> EXCERPT:
####

Afternoon - coming to a close
The afternoon was filled with talks, advice and a Q&A with a panel of officers from the National Union of Students as well as student unions and student campaigners. This was facilitated by Hilary, who is NUS Vice President for Higher Education, and was closed by NUS President, Larissa.
We started off by hearing some powerful statements from those on the panel. Steph, Vice President for Education at UCLan, talked about solidarity and how we move together to make change. She also embraced the “snowflake” description of students and described how together can be blizzard-like and unstoppable.
Matt, President of NUS Scotland, reflected on the past 50 years of existence of NUS Scotland and the amazing changes they implemented back then, including having one of the first policies dedicated to LGBT+ rights in an organisation where it wasn’t the main focus, and their more recent successes. President of NUS Wales, Becky, focused on the inequalities the pandemic has exposed and how students deserve better, but also looked at how students are fighting for better.
The NUS Vice President for Further Education, praised the dedication and the collective power of students in FE when fighting against the A Level and BTEC decisions that were made last year. While J, a campaigner from Not On My Campus, also talked about the value of mobilising, building networks and looking at short-, mid- and long-term goals.
All the panellist were asked about what they were looking forward to in the student movement answers from Becky, J and Steph included 16 and 17-year-olds being able to vote in the Welsh Senedd elections, seeing the passion in student activists, and campaigning against having “cookie-cutter” approach to education so ALL students can thrive instead of just surviving. Matt highlighted the value of protest and said that, if possible, he wanted to “take students from TikTok to Trafalgar Square” and this was further emphasised by Larissa who was looking forward to seeing students turn their disappointment and anger into action.

####

[Point-per-instance localization items]
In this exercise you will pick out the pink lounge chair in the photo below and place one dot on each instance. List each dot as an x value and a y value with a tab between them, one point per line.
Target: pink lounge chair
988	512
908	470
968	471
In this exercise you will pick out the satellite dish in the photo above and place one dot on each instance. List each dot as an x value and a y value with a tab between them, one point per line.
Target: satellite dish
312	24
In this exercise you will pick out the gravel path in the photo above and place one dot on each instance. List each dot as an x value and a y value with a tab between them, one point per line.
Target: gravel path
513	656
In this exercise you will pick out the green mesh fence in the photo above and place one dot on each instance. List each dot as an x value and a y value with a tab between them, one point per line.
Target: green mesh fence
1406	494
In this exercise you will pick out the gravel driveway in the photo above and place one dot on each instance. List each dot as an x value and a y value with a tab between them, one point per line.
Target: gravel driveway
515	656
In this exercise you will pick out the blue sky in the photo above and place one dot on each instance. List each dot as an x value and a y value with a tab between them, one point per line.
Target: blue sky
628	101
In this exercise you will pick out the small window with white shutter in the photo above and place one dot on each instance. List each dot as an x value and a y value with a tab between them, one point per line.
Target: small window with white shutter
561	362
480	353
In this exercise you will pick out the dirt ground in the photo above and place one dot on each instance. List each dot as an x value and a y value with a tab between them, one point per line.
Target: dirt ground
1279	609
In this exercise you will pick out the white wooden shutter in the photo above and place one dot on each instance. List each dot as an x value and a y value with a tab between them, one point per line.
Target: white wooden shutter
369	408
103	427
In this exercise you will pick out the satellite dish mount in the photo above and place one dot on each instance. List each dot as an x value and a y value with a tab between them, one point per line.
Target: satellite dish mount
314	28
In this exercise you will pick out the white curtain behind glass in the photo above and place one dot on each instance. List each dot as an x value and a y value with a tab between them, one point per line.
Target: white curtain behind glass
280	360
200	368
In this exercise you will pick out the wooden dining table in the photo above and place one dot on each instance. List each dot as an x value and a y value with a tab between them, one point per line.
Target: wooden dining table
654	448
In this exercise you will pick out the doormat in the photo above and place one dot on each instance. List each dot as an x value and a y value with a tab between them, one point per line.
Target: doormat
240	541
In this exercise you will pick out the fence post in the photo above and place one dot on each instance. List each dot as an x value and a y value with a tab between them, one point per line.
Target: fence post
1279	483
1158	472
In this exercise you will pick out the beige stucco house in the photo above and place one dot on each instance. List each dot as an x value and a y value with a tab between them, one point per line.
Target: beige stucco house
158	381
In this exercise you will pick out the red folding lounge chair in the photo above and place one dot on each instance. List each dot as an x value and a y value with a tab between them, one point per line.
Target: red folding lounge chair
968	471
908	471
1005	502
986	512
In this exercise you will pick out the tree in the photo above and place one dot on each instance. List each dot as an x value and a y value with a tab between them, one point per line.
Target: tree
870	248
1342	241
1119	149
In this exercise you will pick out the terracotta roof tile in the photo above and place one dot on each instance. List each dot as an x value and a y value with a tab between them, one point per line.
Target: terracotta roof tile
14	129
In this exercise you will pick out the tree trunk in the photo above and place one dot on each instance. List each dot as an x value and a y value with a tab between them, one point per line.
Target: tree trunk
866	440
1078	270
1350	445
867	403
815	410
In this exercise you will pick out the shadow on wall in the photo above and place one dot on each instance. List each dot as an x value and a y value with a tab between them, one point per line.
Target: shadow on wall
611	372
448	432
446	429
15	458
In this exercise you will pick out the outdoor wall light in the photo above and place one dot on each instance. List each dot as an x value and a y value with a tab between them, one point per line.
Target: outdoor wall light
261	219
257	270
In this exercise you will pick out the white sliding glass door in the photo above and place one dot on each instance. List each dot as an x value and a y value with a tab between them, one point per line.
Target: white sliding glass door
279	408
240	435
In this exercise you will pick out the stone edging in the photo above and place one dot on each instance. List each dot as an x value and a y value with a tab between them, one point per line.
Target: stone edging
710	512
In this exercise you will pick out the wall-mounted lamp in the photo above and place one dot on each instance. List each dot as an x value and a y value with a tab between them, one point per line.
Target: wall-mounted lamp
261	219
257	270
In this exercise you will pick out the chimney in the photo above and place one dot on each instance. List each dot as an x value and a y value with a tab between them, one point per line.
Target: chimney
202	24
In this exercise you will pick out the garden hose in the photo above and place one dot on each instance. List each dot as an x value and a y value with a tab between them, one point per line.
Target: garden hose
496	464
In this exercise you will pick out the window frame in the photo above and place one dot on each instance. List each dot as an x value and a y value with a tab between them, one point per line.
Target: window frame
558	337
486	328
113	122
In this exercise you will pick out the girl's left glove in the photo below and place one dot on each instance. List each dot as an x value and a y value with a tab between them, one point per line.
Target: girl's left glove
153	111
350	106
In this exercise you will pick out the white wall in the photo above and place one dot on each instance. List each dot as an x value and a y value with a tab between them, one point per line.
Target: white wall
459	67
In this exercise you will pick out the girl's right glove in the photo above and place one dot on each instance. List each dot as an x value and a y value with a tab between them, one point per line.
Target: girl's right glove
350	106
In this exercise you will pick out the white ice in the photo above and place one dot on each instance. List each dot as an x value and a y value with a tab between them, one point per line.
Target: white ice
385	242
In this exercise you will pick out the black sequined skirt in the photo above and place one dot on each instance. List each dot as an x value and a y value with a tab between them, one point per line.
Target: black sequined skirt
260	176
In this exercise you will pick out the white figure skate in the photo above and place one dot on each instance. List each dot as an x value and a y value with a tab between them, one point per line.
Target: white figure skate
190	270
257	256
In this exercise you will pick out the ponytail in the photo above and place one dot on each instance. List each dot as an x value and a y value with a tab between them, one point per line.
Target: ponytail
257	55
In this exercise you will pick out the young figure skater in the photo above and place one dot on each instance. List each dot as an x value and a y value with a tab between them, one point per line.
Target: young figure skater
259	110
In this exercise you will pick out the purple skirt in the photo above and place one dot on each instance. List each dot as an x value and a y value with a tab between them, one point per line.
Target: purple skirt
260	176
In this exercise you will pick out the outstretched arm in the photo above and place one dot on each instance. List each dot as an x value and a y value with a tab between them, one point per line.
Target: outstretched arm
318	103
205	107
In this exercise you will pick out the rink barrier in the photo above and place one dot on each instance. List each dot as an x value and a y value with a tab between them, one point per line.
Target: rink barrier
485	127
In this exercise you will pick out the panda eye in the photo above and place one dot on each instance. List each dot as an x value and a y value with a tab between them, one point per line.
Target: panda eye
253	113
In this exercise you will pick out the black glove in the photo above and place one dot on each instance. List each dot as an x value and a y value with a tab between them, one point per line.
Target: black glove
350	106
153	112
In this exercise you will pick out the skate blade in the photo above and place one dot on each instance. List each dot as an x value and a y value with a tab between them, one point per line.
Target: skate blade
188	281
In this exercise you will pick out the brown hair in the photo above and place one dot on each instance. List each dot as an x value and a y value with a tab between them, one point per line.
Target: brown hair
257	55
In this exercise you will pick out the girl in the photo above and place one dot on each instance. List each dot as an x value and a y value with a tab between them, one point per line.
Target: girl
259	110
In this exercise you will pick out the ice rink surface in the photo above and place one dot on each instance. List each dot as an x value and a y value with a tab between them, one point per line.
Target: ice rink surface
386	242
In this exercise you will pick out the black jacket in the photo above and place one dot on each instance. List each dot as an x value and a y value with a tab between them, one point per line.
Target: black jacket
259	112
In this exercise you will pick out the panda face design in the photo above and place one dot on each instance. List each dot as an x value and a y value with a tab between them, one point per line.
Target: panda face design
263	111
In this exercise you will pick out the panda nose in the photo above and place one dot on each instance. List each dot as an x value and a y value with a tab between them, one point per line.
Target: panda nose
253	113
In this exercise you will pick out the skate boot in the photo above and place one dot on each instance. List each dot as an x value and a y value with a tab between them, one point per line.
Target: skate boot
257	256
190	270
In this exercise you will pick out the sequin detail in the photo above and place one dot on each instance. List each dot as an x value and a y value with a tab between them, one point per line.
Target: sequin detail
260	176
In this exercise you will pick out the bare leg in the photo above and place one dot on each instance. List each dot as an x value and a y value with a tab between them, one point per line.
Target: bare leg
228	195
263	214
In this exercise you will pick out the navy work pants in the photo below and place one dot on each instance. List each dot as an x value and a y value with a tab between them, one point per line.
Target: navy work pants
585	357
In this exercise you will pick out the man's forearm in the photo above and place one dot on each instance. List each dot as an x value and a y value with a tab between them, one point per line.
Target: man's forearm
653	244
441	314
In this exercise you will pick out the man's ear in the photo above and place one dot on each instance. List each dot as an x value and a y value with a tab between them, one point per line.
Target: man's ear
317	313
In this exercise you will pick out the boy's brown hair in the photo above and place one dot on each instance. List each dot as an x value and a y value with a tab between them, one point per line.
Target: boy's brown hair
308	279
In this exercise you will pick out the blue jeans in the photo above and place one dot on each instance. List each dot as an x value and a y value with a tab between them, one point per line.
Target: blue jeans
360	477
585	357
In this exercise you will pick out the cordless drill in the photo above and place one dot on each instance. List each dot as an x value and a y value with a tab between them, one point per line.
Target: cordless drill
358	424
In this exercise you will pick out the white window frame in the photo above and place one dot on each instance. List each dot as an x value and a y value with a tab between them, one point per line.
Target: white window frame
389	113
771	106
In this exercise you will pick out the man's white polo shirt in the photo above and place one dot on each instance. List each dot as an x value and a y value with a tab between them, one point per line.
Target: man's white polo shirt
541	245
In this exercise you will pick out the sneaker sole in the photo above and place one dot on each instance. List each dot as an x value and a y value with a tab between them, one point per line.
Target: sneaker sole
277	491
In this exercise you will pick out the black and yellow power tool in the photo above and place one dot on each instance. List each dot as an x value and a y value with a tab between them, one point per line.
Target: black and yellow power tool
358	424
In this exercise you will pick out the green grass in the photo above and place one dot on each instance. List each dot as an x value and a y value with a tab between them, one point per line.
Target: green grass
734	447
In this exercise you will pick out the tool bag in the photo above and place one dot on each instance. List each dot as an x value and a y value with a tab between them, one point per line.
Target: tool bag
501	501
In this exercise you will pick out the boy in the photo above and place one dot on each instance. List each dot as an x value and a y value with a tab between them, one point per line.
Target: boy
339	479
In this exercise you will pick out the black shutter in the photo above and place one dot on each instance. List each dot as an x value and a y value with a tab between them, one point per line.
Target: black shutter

####

> EXERCISE DETAILS: Condense the paragraph of the NUS panel excerpt that begins "Matt, President of NUS Scotland" into a short bulleted list, keeping its main facts. The items have no connection to the text.

> ANSWER:
- Matt, President of NUS Scotland, looked back on the organization's 50 years, including its early changes and more recent successes.
- One early change was one of the first policies dedicated to LGBT+ rights in an organization where that wasn't the main focus.
- Becky, President of NUS Wales, spoke about the inequalities the pandemic exposed.
- She said students deserve better and described how they are fighting for it.